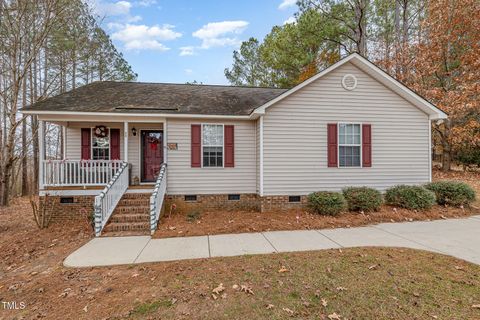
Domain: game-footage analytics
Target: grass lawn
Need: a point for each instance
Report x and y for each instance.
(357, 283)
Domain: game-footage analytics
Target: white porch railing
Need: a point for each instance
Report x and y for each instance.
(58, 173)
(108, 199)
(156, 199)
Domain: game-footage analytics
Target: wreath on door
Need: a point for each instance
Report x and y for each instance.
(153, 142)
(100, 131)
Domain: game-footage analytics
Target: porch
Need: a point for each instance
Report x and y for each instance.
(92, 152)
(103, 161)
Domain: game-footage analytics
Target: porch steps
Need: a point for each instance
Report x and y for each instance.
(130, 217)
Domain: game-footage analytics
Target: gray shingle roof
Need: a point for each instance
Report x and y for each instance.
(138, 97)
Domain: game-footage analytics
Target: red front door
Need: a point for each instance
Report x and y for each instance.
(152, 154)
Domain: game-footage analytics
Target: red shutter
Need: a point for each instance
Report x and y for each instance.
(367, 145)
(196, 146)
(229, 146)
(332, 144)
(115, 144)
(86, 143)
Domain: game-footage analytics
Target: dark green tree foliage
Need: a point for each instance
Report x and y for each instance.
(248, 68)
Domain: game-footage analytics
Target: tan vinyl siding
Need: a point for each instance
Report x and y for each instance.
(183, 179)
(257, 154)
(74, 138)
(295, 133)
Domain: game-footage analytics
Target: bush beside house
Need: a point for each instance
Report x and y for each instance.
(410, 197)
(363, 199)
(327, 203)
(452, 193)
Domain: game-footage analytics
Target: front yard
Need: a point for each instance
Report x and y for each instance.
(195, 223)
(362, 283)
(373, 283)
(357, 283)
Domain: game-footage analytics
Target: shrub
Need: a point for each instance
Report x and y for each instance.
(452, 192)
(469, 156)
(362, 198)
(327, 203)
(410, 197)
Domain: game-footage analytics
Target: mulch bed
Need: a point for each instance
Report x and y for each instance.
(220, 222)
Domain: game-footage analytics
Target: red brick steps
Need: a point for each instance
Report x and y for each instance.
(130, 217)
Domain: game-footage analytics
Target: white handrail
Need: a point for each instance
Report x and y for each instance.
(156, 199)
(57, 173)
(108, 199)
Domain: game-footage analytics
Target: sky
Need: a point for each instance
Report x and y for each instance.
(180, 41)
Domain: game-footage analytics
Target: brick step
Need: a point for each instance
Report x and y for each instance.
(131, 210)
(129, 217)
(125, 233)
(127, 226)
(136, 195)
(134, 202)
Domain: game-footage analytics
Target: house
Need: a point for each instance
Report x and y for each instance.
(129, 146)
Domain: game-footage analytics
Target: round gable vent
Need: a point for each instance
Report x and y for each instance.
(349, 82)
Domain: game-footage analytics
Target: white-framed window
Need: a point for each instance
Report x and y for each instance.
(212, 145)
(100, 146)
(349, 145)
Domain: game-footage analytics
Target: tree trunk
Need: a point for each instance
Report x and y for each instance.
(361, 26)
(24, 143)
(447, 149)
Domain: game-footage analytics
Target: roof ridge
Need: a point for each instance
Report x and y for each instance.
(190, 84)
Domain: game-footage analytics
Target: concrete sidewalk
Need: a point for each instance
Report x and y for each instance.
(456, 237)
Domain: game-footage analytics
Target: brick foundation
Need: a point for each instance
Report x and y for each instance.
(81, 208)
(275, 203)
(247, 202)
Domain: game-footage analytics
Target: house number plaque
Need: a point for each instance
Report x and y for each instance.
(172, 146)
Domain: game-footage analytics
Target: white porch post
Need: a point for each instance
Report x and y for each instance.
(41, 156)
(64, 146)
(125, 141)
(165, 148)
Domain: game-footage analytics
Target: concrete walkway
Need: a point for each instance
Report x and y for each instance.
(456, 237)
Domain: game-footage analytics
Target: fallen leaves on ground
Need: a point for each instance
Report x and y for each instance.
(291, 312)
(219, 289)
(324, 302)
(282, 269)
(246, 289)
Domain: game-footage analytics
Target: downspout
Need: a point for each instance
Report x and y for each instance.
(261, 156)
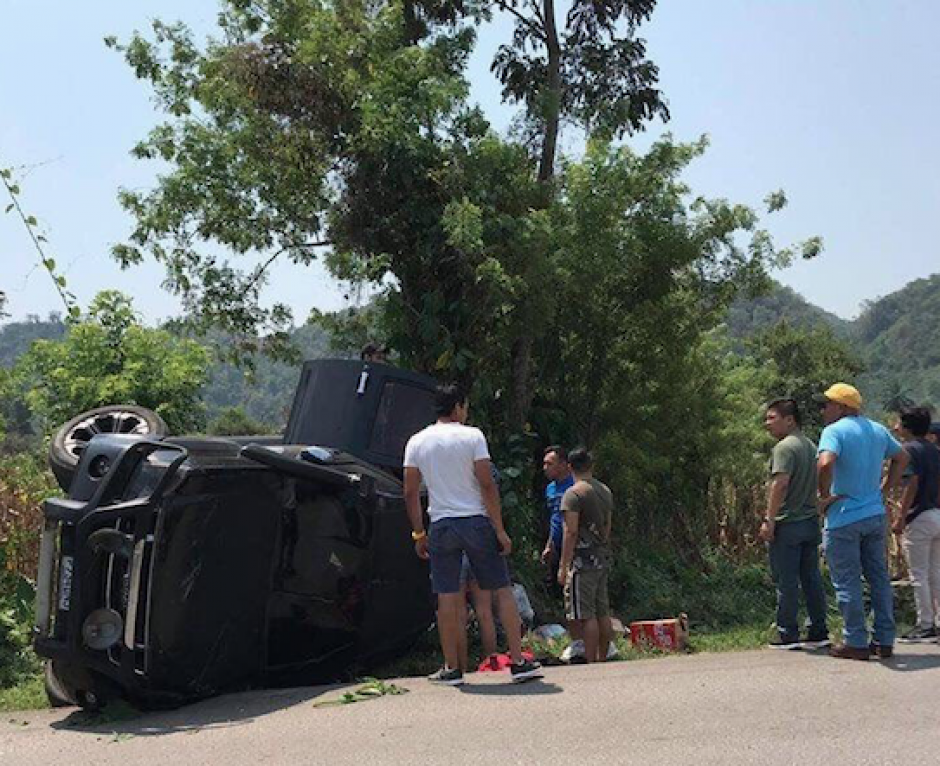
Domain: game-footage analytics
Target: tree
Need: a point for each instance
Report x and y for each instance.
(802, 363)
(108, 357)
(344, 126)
○ ○ ○
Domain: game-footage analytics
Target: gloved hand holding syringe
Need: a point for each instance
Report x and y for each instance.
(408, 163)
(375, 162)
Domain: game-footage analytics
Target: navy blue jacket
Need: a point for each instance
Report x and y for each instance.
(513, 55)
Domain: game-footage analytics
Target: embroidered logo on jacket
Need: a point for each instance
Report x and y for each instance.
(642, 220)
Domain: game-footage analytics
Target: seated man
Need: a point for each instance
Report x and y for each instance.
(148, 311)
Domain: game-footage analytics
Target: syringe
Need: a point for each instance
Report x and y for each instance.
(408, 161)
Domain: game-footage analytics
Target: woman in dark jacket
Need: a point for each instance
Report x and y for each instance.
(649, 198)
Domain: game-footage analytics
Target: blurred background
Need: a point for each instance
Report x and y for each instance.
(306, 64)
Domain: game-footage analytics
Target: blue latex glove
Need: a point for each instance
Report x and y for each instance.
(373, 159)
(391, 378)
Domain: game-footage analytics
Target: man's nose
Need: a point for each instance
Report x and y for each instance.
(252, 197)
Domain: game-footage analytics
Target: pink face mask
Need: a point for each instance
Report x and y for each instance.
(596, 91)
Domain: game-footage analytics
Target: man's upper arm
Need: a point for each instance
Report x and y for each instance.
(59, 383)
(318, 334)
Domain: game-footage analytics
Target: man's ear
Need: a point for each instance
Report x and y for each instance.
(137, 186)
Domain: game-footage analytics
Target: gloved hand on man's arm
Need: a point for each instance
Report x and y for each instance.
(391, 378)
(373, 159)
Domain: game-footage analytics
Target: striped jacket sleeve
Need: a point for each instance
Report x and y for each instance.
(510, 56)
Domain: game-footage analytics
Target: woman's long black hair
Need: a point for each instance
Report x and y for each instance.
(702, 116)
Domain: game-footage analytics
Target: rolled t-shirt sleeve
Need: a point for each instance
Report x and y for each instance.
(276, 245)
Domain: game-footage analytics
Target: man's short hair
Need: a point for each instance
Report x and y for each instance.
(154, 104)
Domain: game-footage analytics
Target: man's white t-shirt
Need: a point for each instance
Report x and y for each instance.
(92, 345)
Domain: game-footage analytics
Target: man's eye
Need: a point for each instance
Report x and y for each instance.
○ ○ ○
WHAT TO DO — Find the word "woman" in the material, then list each line that holds it.

RESPONSE TO THE TASK —
Target: woman in dark jacket
Target: woman's long black hair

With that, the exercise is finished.